Com o surgimento da terceira Revelação – a Doutrina
Espírita -, finalmente, a Humanidade ficou face a
face com a possibilidade de recostar a cabeça
tranquilamente à noite e dormir pacificada, pois obteve
a certeza de que Deus, o Pai de todos, é perfeitamente
justo, imparcial, misericordioso, ou seja, nos ama
incondicionalmente, sem exceções, não admitindo qualquer
pecado como irremissível, pois Ele nunca se ofendeu
conosco e jamais se ofenderá, apesar de muitos assim
acreditarem. A ofensa é característica dos humanos ainda
imperfeitos, incomodados com certas condutas alheias, na
razão direta da dimensão de seu orgulho e vaidade. Com o
passar do tempo, não nos ofenderemos mais, com ninguém:
graças a Deus!
Havia muita incerteza sobre o cuidado de Deus endereçado
a todas as suas criaturas. Muitos criam e, infelizmente,
ainda creem, que Deus privilegia esta ou aquela
religião, protege esse e não aquele país, atende este e
não outro pedido em função da forma e de quem está
orando, se magoa com certas atitudes de seus filhos e,
diante destas situações, poderia encaminhá-los,
eventualmente, após a morte, em função de certas
condutas adotadas ao longo da existência, a regiões do
espaço sideral caracterizadas por sofrimentos eternos –
o inferno -ou para o céu, que nos dizeres de Emmanuel
era uma:
[...] região deleitosa, em que Deus, teologicamente
transformado em caprichoso patriarca, vivesse
condecorando os filhos oportunistas que evidenciassem
mais ampla inteligência, no campeonato da adulação.1
Certamente, o lúcido Emmanuel sabe que muitos acreditam
que conforme agimos visando agradá-Lo, com presentes e
oferendas, longas e intermináveis rezas, pelo uso de
certos artefatos, enfeitando o nosso Templo com imagens,
penduricalhos e toda a sorte de adereços materiais,
ganhamos a Sua especial atenção e, como justa
recompensa, Ele nos encaminharia para um local de
infinitas benesses, onde poderíamos desfrutar, ao Seu
lado, da eterna paz dos justos – o céu.
Graças a este mesmo Bom Deus, no primeiríssimo dia de
agosto de 1865, em Paris, finalmente, houve a publicação
da primeira edição da obra O Céu e o Inferno ou A
justiça divina segundo o Espiritismo, de autoria de
Allan Kardec. Um importantíssimo marco que no mês de
agosto de 2025 comemorou 160 anos de lançamento. Esta
obra compreende o desdobramento da quarta parte de O
Livro dos Espíritos, que trata Das Esperanças e
Consolações.

=== Informações fornecidas ===
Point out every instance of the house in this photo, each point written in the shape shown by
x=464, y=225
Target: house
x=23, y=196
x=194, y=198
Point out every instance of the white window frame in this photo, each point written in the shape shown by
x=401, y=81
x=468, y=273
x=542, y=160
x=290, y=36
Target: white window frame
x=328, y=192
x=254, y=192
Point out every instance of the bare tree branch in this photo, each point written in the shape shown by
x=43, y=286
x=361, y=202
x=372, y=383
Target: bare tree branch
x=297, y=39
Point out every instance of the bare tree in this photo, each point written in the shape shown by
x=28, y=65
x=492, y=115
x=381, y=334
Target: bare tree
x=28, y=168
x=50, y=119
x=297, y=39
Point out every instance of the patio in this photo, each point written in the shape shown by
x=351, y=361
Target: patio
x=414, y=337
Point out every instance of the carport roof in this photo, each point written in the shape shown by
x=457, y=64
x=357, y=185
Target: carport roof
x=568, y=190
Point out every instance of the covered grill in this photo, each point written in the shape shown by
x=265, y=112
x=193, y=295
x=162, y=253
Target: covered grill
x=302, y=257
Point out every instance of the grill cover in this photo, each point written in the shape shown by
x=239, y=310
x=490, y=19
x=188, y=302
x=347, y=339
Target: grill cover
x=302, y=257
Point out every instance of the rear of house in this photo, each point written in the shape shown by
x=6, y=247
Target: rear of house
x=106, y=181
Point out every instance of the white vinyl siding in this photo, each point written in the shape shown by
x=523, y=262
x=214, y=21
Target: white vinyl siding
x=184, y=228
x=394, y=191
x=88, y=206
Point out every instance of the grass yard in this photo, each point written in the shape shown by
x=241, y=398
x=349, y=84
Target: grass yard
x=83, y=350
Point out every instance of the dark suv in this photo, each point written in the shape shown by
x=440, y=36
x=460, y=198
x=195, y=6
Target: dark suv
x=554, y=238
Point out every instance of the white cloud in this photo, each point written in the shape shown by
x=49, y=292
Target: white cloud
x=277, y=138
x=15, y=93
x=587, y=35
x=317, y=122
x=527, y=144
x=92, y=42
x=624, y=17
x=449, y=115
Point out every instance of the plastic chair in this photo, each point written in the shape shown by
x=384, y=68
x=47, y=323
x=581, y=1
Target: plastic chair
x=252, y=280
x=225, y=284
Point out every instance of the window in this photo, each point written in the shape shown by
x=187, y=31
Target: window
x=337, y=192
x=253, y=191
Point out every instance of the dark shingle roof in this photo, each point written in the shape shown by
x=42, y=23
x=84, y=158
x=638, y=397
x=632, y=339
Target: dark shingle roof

=== Partes do exercício ===
- A) Por favor, reescreva parte do trecho selecionado substituindo "tranquilamente" por "serenamente". Comece nas palavras "Com o surgimento" e pare depois de "graças a Deus!".
- B) Dê continuidade ao texto sobre a justiça divina segundo a Doutrina Espírita, a partir do ponto em que ele termina.

=== Respostas escritas ===
- A)
Com o surgimento da terceira Revelação – a Doutrina
Espírita -, finalmente, a Humanidade ficou face a
face com a possibilidade de recostar a cabeça
serenamente à noite e dormir pacificada, pois obteve
a certeza de que Deus, o Pai de todos, é perfeitamente
justo, imparcial, misericordioso, ou seja, nos ama
incondicionalmente, sem exceções, não admitindo qualquer
pecado como irremissível, pois Ele nunca se ofendeu
conosco e jamais se ofenderá, apesar de muitos assim
acreditarem. A ofensa é característica dos humanos ainda
imperfeitos, incomodados com certas condutas alheias, na
razão direta da dimensão de seu orgulho e vaidade. Com o
passar do tempo, não nos ofenderemos mais, com ninguém:
graças a Deus!

- B)
Este singular livro ainda é desconhecido das massas,
pois o Espiritismo ainda é ignorado pela maioria e,
precisamos ser honestos e dizer também que é
relativamente desconhecido até mesmo pelos seguidores
do Escolhido de Lyon, os espíritas.
Uma realidade difícil de ser entendida, pois, nesta
obra, o autor explica em minuciosos detalhes,
baseando-se nos informes e relatos dos Espíritos, sobre
como funciona a justiça divina, em todas as suas
nuances.
É um fato. O compêndio mais visitado pelos adeptos do
Espiritismo é a terceira obra fundamental – O
evangelho segundo o Espiritismo -, que ano passado,
também festejou os seus 160 anos de publicação, mais
precisamente em abril, pois veio a lume neste mesmo mês
no ano de 1864.
Pode-se imaginar por qual razão a terceira obra que
compõe o Espiritismo é a mais buscada. O sofrimento
grassa nos quatro cantos do planeta e este livro fala
exatamente das muitas aflições, veja-se, por exemplo, o
quinto capítulo, que discorre sobre Bem-aventurados
os aflitos. E mais, este livro revive os
ensinamentos de Jesus à luz da razão, portanto, é de se
perguntar: quem não tem interesse em, mais uma vez,
escutar Jesus, agora sem nenhuma interferência das
muitas incorreções e adulterações que foram feitos nos
seus ensinos?
Assim, nada mais natural do que buscar informações e
respostas às nossas incontáveis e, aparentemente,
intermináveis mazelas naquelas páginas escritas com
muita sabedoria, e com o poder de nos comunicar
esperança em dias melhores, ainda neste orbe.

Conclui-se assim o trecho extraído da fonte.